— BEGIN Supplied data —

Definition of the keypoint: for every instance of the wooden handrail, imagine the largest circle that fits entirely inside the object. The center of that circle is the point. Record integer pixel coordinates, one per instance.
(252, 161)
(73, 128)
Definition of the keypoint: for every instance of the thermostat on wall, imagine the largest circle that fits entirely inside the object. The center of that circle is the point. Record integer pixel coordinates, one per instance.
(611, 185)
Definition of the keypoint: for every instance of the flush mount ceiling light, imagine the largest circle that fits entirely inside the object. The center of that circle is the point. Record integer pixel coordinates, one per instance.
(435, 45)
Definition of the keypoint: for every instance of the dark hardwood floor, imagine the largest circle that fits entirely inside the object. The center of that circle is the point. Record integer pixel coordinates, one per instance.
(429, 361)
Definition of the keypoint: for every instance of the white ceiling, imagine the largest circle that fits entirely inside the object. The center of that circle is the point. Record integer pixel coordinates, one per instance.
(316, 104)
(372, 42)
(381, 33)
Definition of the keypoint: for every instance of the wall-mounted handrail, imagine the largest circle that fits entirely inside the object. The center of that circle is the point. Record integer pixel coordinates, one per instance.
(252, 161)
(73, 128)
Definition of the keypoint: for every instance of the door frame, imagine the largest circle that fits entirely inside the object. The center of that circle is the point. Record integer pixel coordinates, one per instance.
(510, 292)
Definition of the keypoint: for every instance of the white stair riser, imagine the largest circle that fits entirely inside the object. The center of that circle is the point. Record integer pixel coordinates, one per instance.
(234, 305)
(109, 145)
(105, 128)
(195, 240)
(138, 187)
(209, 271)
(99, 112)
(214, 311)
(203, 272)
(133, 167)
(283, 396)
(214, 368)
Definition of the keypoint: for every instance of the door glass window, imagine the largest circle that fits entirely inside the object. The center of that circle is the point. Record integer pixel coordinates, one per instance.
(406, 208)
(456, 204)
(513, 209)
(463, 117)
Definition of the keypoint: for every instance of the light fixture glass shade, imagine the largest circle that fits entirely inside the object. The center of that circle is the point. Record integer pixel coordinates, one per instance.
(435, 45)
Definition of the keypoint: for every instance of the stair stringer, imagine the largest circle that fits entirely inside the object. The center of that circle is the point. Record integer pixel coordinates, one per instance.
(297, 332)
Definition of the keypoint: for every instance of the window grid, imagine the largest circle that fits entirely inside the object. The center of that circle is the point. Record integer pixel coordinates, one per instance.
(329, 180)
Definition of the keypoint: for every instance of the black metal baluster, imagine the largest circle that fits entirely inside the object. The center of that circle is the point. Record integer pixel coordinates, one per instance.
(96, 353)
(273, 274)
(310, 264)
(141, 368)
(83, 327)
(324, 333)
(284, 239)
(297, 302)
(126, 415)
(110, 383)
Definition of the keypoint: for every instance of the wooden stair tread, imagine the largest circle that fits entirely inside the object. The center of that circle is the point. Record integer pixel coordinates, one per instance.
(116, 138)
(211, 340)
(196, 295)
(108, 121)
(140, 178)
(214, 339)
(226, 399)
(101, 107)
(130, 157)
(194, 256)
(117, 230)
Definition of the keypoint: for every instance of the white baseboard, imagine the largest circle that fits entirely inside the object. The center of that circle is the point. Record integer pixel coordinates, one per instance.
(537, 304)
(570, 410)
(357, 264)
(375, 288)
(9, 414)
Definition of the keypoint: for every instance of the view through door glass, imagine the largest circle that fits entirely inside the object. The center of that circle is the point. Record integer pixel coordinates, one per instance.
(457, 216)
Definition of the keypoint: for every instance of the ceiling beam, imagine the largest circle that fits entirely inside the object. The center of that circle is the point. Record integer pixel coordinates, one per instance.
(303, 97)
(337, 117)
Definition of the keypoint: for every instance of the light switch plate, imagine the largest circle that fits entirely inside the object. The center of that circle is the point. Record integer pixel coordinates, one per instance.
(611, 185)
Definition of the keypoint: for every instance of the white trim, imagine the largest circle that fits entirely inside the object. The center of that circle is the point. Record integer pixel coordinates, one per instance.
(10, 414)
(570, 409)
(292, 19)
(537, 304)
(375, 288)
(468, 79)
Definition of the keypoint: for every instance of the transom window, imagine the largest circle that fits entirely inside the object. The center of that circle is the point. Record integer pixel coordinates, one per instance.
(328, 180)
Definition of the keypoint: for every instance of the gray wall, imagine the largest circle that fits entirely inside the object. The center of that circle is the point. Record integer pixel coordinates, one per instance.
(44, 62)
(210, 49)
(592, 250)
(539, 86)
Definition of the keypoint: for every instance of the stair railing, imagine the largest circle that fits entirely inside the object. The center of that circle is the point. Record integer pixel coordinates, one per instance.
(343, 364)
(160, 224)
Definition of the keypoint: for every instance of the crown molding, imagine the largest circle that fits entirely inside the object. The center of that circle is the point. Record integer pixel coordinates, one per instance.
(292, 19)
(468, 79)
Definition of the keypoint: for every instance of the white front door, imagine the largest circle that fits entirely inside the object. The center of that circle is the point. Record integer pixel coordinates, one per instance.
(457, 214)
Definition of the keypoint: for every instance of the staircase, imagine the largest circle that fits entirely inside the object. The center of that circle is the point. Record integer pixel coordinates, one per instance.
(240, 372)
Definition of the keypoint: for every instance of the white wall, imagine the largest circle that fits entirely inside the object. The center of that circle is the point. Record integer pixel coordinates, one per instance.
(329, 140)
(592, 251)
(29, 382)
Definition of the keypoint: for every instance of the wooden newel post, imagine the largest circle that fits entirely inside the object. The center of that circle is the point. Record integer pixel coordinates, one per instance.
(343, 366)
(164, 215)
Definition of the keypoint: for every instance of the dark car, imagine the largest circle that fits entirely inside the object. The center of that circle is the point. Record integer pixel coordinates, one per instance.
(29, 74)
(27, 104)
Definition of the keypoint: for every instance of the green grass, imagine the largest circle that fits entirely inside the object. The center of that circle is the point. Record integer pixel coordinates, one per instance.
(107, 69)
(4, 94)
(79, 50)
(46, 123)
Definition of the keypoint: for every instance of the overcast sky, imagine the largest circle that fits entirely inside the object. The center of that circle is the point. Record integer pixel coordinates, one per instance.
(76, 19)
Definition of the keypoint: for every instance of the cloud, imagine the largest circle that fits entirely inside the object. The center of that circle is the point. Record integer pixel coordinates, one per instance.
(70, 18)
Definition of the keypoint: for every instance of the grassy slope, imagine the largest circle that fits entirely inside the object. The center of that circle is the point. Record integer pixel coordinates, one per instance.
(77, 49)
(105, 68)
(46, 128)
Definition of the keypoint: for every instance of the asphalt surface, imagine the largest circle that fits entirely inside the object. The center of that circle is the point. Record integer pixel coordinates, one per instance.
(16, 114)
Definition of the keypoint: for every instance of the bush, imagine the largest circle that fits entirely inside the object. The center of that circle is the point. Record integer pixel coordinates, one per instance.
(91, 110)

— END Supplied data —

Aim of the task –
Return every line of the material exactly.

Written answer –
Definition of the keypoint: for every instance of the wooden handrail, imagine the largest circle that fits entirely inside the object. The center of that circle is the point. Record integer pixel coordinates, one per instance.
(252, 161)
(73, 128)
Definition of the keypoint: for every instance of the thermostat on wall, imagine the largest circle that fits entirely inside the object. The center of that circle is the point. Record integer pixel coordinates, one per instance.
(611, 185)
Definition of the keypoint: for every instance of the flush mount ceiling light, imagine the largest circle that fits entirely inside the object. The center of that circle is the point. Record integer pixel coordinates, one per instance.
(435, 45)
Definition of the keypoint: for every instance of the dark hardwood floor, imagine the largest circle that fits entirely inside the object. The center of that circle is the point. Record integer pixel coordinates, one per instance.
(429, 361)
Definition of the keypoint: for every instance of the white ceiling, imagine the largest circle that fits entirely inside the object. The center of that circle is the point. Record integer pixel coordinates, one per instance.
(316, 104)
(372, 42)
(381, 33)
Definition of the keypoint: for every instance of the wall-mounted handrail, imagine the largest circle that fits entirely inside the object. The center of that circle is the point. Record integer pixel coordinates, one per instance.
(252, 161)
(73, 128)
Definition of the keypoint: for every instance of the door frame, imagine the largest circle that fits entirely inside the object. The center of that circle is the point. Record integer pixel coordinates, one per instance.
(510, 292)
Definition of the keypoint: for every instance of the white stair riser, imagine the largest circle that fits entirely inside the object. The center of that circle is the point. Record integer pixel coordinates, one per instance.
(234, 305)
(109, 145)
(105, 128)
(195, 240)
(138, 187)
(209, 271)
(99, 112)
(214, 311)
(203, 272)
(133, 167)
(283, 396)
(214, 368)
Definition of the keypoint: for every instance of the door glass window, imagine the largest circle that fits entirely inside the object. The center of that circle is the point. Record integer pixel coordinates, one per instance.
(406, 208)
(456, 204)
(513, 209)
(463, 117)
Definition of the keypoint: for every instance of the light fixture glass shade, imagine the largest circle that fits entirely inside the object. The center of that circle is the point. Record integer pixel coordinates, one per instance.
(435, 45)
Definition of the keypoint: for every instance of the stair stringer, imagine the largest circle that fits entirely inside the object. The center of that circle is the point. Record integer pixel coordinates, one per instance.
(297, 332)
Definition of the keypoint: for every instance of the window grid, imagine the largest circle that fits entirely inside the object. The center of that circle is the point. Record integer pixel coordinates, one per instance.
(329, 180)
Definition of the keypoint: for every instance of the black metal baluster, imagine the largest circle that fits entirely inside the object. The center of that circle is the point. Record integer pixel coordinates, one per instance.
(96, 353)
(273, 274)
(310, 264)
(141, 368)
(83, 327)
(324, 333)
(284, 239)
(297, 302)
(126, 415)
(110, 383)
Definition of the keypoint: for every instance of the wooden stair tread, imagine the largest circle that fits entirely inside the object. The center of that circle is the point. Record integer pixel coordinates, one per instance.
(116, 138)
(211, 340)
(196, 295)
(108, 121)
(140, 178)
(214, 339)
(226, 399)
(101, 107)
(130, 157)
(194, 256)
(117, 230)
Definition of the keypoint: for every instance of the white baseboard, imagine the largest circle that fits entirely inside the object. The center of that circle is the point. Record integer pixel coordinates, one per instance.
(537, 304)
(570, 410)
(357, 264)
(375, 288)
(9, 414)
Definition of the keypoint: for every instance of the view through door glass, imagine the largest circle that fits entirely inside the object. The center of that circle is the point. Record integer pixel coordinates, one per instance.
(457, 216)
Definition of the keypoint: for every instance of the ceiling beam, imagine the largest circle that fits entirely inside the object. The center of that circle is the point. Record integer pixel coordinates, one per instance.
(303, 97)
(337, 117)
Definition of the keypoint: for every instance of the light switch plate, imagine the largest circle that fits entirely inside the object. The center of that circle is the point. Record integer pixel coordinates, one per instance.
(611, 185)
Definition of the keypoint: for every instance of the white trim, imagine the largest circle that fits entirely inside the object. The center of that circle is the point. Record integer pixel coordinates, one per instance.
(10, 414)
(570, 409)
(292, 19)
(537, 304)
(375, 288)
(468, 79)
Definition of the keypoint: for every instance of the transom window, imagine the largest circle that fits entirely inside the object. The center of that circle is the point. Record integer pixel coordinates, one per instance.
(328, 180)
Definition of the keypoint: for every instance of the gray wall, imagine the largest circle that fits entirely inside the object. The center of that circle is the point. Record integer pixel coordinates, one per instance.
(44, 62)
(210, 49)
(592, 250)
(539, 86)
Definition of the keypoint: for every instance of the stair railing, imagine the largest circle that fits entirely inside the object. The center of that circle is the point. Record integer pixel coordinates, one per instance.
(343, 364)
(160, 224)
Definition of the keypoint: for every instance of the crown molding, imagine the largest circle that fits entirely inside the object. The center of that circle is the point. Record integer pixel coordinates, one per instance.
(292, 19)
(468, 79)
Definition of the keypoint: for every instance of the white front door, imagine the largest circle that fits entirely inside the object. The center of that circle is the point. Record integer pixel coordinates, one per instance.
(457, 214)
Definition of the keypoint: for every instance of the staircase, imagine the largest circle that fits entirely inside the object. The center of that circle is the point. Record integer pixel coordinates, one per instance.
(240, 372)
Definition of the keypoint: for every instance of the white wall, imagine the largest circle that fits entirely inside the object. The center of that circle is the point. Record integer pixel coordinates, one per instance.
(329, 140)
(592, 251)
(29, 382)
Definition of the keypoint: for every instance of the wooden newel post, imagine the largest circle that fits entirely inside the object. The center of that circle is the point. Record integer pixel coordinates, one per instance.
(343, 366)
(164, 215)
Definition of the keypoint: for every instance of the dark car, imagine the largest circle that fits entirely inside the object. The center of that circle is the point. Record integer pixel coordinates, one per instance.
(29, 74)
(27, 104)
Definition of the keypoint: for every instance of the green grass, imagine the largest circle that fits entirely inside the object. The center of that circle is the point. Record integer pixel coordinates, one per instance.
(107, 69)
(4, 94)
(79, 50)
(46, 123)
Definition of the keypoint: for every instance of the overcast sky, imagine the largest circle that fits entirely inside the object. The center of that circle is the point. Record integer pixel coordinates, one per instance.
(76, 19)
Definition of the keypoint: for every instance of the cloud, imagine the largest circle that fits entirely inside the object. The center of that circle is the point. Record integer pixel coordinates, one per instance.
(70, 18)
Definition of the keypoint: for every instance of the grassy slope, imagine the largest circle that fits entirely inside the object. The center of that circle is the point. Record integer pixel coordinates, one per instance.
(77, 49)
(105, 68)
(46, 128)
Definition of the keypoint: for every instance of the asphalt surface, imagine the largest circle that fits entirely inside the object. The center of that circle is the point. Record integer pixel coordinates, one per instance.
(16, 114)
Definition of the keypoint: for every instance of the bush, imagine the largest circle that fits entirely inside the object. The center of that circle is the point. Record integer pixel coordinates, one per instance.
(91, 110)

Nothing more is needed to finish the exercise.